- Work instruction -
Repeat everything in the passage on the Schwarzenegger campaign from "The revolutionaries don't" down to "yet to explain.", swapping "retiree" for "pensioner".

- Exercise passage -
※ ※ ※

At the heart of the Arnold Schwarzenegger campaign is a simple notion: The average Joe is being ripped off.
Sacramento has its hand in Joe's pockets, Gov. Gray Davis is the chief thief, and it's time to get even with him and rebuke the whole rotten institution he represents.
The point was beautifully made when Arnold gave the signal in Costa Mesa last week, and a wrecking ball fell on an Oldsmobile spray-painted with "Davis Car Tax." Spectators roared as if it were the Boston Tea Party. But on the road with Arnold's California Comeback Express, I noticed something at the rallies in Costa Mesa, San Diego and Arcadia.
The revolutionaries don't seem to be suffering as much as you'd expect, given their zeal for storming the walls. They dress reasonably well (particularly in San Diego), they drive cars the size of PT boats, and they struggle when I ask what exactly is missing in their lives.
"I guess taxes are too high," a retiree told me in Costa Mesa.
Maybe so, but they're higher in many other states. And although California doesn't have the friendliest business climate, or anywhere close to it, it's among the nation's leaders in wages.
The hike in the annual car tax puts it among the highest in the nation. But on the average car, we're talking about a jump from $70 to $210. Not exactly chump change, but it's quite a spectacle to see people delirious over a savings of $140, especially when it will mean $4 billion in cuts that Schwarzenegger has yet to explain.

※ ※ ※

- Data listing -

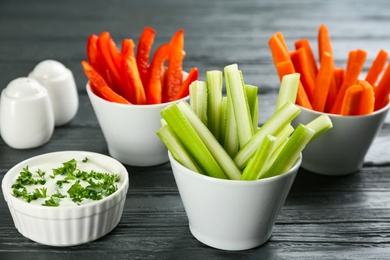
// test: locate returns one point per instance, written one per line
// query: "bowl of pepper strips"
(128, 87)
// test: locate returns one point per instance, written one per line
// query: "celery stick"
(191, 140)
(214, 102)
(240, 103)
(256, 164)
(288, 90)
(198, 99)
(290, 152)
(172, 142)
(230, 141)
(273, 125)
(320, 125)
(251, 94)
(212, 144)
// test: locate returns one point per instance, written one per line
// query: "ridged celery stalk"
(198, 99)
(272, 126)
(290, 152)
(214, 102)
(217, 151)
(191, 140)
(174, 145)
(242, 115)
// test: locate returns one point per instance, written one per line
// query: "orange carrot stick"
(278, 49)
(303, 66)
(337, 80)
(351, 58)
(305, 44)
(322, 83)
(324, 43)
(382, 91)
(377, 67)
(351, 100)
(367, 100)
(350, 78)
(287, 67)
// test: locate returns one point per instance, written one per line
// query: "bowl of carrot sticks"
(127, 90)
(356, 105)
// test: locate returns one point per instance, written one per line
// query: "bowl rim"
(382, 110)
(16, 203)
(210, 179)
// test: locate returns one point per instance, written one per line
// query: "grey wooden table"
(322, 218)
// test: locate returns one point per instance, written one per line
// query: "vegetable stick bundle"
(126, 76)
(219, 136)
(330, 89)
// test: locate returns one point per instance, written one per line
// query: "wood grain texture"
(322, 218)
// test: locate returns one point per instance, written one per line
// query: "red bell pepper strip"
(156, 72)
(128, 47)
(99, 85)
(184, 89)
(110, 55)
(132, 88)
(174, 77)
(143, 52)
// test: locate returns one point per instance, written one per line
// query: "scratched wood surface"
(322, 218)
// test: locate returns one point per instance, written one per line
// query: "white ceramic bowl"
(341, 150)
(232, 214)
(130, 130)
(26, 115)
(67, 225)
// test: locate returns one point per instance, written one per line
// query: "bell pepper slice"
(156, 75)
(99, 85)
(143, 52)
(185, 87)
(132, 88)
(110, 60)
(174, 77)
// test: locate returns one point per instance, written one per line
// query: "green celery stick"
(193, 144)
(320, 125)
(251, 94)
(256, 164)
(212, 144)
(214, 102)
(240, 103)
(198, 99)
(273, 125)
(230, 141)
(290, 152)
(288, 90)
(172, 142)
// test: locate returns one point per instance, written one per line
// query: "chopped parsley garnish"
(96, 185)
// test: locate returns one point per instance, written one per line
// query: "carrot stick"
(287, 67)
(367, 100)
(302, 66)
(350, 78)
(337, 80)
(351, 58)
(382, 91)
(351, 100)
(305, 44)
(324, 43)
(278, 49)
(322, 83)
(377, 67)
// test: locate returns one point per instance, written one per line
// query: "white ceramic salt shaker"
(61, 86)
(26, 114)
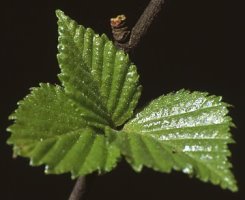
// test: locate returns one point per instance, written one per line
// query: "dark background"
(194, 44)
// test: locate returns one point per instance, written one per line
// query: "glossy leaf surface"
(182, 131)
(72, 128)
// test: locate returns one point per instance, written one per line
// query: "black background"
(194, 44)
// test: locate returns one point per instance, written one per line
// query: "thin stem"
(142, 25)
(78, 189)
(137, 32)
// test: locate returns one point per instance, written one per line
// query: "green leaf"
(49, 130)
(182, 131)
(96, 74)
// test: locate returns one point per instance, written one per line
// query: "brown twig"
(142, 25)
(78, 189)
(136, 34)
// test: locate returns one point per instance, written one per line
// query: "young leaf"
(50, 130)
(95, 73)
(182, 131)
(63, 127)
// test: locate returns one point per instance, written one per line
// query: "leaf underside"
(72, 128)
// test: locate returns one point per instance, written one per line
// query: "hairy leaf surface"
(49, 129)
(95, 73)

※ ※ ※

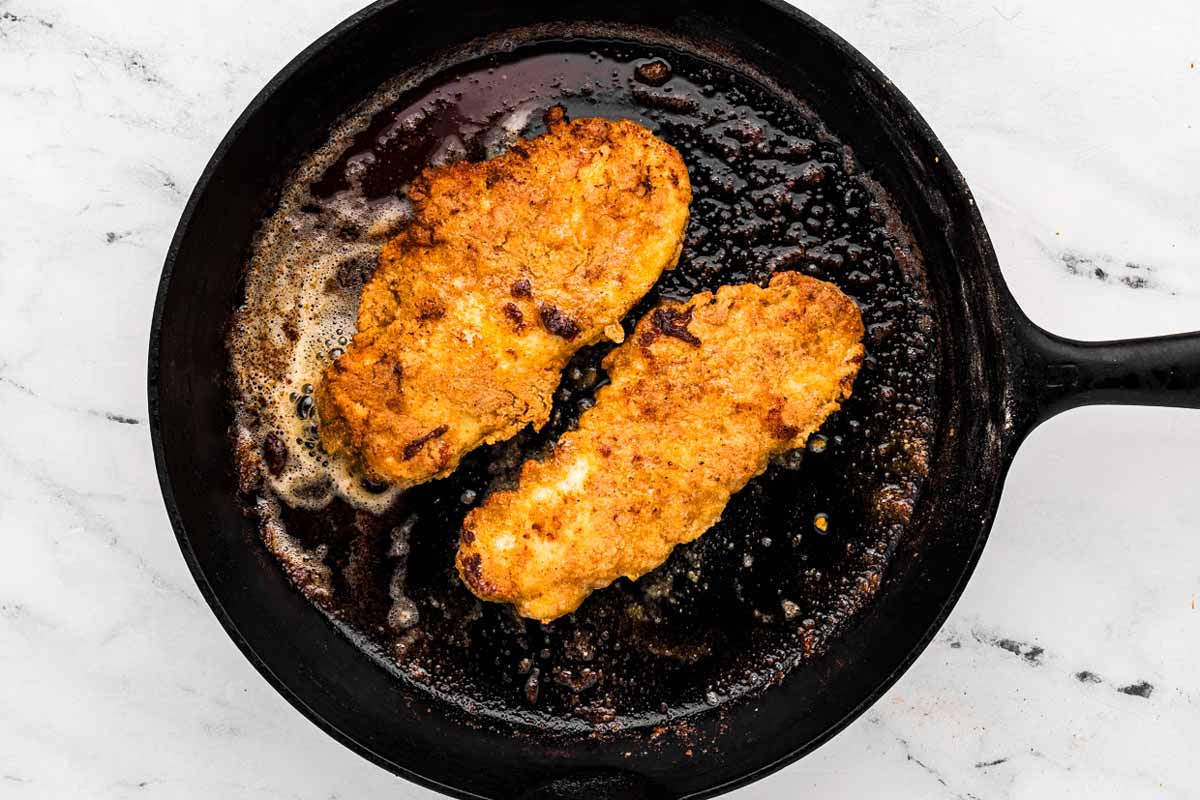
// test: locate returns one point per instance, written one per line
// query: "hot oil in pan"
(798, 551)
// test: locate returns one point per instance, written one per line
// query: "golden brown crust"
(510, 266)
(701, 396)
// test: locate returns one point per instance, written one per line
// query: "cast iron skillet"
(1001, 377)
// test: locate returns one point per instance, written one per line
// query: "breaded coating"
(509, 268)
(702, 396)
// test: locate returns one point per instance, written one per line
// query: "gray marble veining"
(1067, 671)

※ ※ ※

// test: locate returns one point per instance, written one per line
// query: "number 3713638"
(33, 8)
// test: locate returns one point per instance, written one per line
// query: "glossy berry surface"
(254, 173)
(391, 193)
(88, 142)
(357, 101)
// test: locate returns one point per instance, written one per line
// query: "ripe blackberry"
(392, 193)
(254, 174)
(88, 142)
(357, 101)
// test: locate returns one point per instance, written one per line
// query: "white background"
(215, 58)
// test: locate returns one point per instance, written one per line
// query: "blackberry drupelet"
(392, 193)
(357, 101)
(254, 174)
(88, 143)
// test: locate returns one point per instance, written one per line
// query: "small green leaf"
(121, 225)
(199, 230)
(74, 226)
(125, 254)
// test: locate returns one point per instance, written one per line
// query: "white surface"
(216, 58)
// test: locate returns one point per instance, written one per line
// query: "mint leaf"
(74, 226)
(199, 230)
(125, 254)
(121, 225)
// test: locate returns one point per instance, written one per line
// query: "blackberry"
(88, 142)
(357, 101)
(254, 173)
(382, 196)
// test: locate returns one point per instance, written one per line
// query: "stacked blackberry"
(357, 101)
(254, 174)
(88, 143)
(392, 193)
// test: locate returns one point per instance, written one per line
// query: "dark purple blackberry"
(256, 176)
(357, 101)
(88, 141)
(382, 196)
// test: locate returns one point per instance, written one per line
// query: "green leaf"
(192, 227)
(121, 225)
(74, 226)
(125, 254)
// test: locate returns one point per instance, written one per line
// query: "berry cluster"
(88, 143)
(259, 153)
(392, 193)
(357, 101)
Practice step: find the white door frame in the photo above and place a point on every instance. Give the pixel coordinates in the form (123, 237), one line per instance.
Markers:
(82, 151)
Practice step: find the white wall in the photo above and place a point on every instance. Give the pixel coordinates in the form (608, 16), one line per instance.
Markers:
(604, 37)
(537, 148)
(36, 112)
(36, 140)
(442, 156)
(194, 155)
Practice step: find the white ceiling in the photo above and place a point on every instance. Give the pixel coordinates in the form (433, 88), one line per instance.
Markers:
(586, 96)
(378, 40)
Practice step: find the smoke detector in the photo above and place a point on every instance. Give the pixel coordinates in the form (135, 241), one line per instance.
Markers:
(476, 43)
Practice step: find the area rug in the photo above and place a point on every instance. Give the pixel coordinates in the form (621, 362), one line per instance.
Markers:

※ ※ ※

- Response for this exercise -
The revolutionaries don't seem to be suffering as much as you'd expect, given their zeal for storming the walls. They dress reasonably well (particularly in San Diego), they drive cars the size of PT boats, and they struggle when I ask what exactly is missing in their lives.
"I guess taxes are too high," a pensioner told me in Costa Mesa.
Maybe so, but they're higher in many other states. And although California doesn't have the friendliest business climate, or anywhere close to it, it's among the nation's leaders in wages.
The hike in the annual car tax puts it among the highest in the nation. But on the average car, we're talking about a jump from $70 to $210. Not exactly chump change, but it's quite a spectacle to see people delirious over a savings of $140, especially when it will mean $4 billion in cuts that Schwarzenegger has yet to explain.